SECTION DU DOCUMENT:
——————

Bye-bye jouets!
Par Marius Bulota
Qui dit enfant, dit jouets et beaucoup de jouets! Je viens de passer chez une famille de parfaits inconnus chez qui j’ai trouvé ce que je cherchais sur Kijiji, et je vous assure qu’il m’aurait fallu des bottes de chantier et un casque pour traverser leur salon! Il y avait tant de jouets que ça en était dangereux!
Il n’y a pas que le danger que j’associe aux jouets qui traînent. Pour les parents, les jouets représentent aussi une énorme source de perte de temps. Nous avons vraiment d’autres choses à faire que de ramasser les jouets de nos enfants tous les jours. Une étude britannique (The Telegraph) indique qu’un enfant possède en moyenne 238 jouets, alors qu’il n’en utilise pas plus de 12 dans une journée. Avez-vous fait le décompte? Combien de jouets est-ce qu’il y a chez vous? J’estime que nous passons environ 30 minutes par jour à ramasser des jouets, probablement même plus les fins de semaines. Calculez! Cela correspond à 182 heures par année, ou presque 5 semaines de travail à temps plein! Bien sûr, certains parmi vous dirons : « Bah, tu n’as qu’à les laisser traîner! » Mais est-ce vraiment l’exemple que nous voulons donner à nos enfants
La gestion des jouets a été pour nous un des éléments déclencheurs pour adopter l’approche Montessori. Ce fût en quelques sortes la source pour nos premiers gestes concrets pour nous rapprocher des principes Montessori. En adoptant quelques principes de base, nous sommes parvenus à éradiquer ce problème de surplus de jouets dans notre vie. En plus, nous avons découvert un tas d’avantages bénéfiques pour le développement de nos enfants avec cette gestion de jouets. Posez-vous ces quelques grandes questions et suivez notre démarche. Vous allez pouvoir récupérer bien des heures de temps!

——————

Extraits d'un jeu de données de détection
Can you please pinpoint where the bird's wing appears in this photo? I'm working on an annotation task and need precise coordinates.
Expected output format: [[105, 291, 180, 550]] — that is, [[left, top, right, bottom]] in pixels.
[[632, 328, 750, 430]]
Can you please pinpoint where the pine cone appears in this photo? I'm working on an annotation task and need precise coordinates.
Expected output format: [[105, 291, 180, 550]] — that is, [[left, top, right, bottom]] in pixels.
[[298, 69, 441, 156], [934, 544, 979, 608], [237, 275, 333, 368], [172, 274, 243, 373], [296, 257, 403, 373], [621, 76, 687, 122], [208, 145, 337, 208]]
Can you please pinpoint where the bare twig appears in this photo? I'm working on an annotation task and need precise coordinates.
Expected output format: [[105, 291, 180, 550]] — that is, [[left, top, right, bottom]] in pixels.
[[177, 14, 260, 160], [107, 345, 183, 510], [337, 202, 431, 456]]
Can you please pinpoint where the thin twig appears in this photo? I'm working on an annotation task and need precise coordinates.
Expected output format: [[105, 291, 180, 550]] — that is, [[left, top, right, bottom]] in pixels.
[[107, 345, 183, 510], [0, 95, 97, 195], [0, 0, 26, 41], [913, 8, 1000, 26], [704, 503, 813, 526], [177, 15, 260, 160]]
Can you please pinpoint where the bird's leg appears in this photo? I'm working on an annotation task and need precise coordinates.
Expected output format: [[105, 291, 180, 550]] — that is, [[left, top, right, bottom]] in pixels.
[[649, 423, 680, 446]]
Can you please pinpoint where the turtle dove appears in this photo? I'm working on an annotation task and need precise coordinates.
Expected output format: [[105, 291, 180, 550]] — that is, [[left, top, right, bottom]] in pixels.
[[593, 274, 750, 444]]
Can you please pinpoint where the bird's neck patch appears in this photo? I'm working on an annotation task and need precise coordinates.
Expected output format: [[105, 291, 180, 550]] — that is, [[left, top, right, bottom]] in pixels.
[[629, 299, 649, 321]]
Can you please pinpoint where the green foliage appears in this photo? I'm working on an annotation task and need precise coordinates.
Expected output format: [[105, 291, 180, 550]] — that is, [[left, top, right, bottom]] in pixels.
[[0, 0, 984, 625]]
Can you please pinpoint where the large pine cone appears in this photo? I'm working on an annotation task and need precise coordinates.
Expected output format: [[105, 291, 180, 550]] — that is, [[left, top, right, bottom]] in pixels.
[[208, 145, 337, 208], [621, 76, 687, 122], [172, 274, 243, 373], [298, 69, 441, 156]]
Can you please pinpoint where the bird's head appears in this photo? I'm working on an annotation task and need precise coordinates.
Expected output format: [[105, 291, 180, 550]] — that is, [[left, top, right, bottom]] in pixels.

——————

ACTIONS À MENER:
A) Indiquez si chacun des énoncés suivants concorde avec le texte sur les jouets, en répondant par oui ou par non et en citant les mots décisifs de ce texte. (i) Un enfant possède en moyenne 238 jouets. (ii) L'auteur estime passer environ une heure par jour à ramasser des jouets. (iii) La gestion des jouets a été un des éléments déclencheurs pour adopter l'approche Montessori.
B) D'après le texte sur les jouets, combien de jouets un enfant utilise-t-il au plus dans une journée ?
C) Rédigez la suite du texte sur les jouets à partir de la fin de son dernier paragraphe.
Les lignes constituent un matériau distinct du texte sur les jouets.

RÉSULTATS DES TÂCHES:
A)
(i) Oui : « un enfant possède en moyenne 238 jouets »
(ii) Non : « J’estime que nous passons environ 30 minutes par jour à ramasser des jouets »
(iii) Oui : « La gestion des jouets a été pour nous un des éléments déclencheurs pour adopter l’approche Montessori »

B) Pas plus de 12 jouets.

C)
Pourquoi des jouets?
La première question qu’on doit se poser est celle-ci: « à quoi servent ces jouets? » Maria Montessori, cette italienne qui a fondé la méthode Montessori, disait que les enfants de 0 à 3 ans n’aiment pas jouer. C’est curieux à entendre, mais selon elle, au cours de ces phases du développement de l’enfant, un jouet devrait plutôt s’appeler un outil. Elle nous explique aussi qu’on ne devrait pas dire qu’un enfant joue, mais plutôt qu’il travaille. Au quotidien, son travail consiste à découvrir la vie.
Il faut y réfléchir: si vous êtes parent de jeunes enfants, vous avez sûrement remarqué à quel point un enfant peut passer un temps fou à utiliser un jouet sans avoir quelconque idée de son utilité. Plus flagrant encore: vous avez sûrement constaté qu’un enfant n’utilise quasi jamais un jouet avec la fonction première pour laquelle il a été conçu! Nous avons tous donné à un bambin de 12 mois des blocs à empiler et avons constaté qu’il passe 100% du temps à mettre les blocs dans sa bouche ou les cogner ensemble, ce qui est loin du but de ces blocs!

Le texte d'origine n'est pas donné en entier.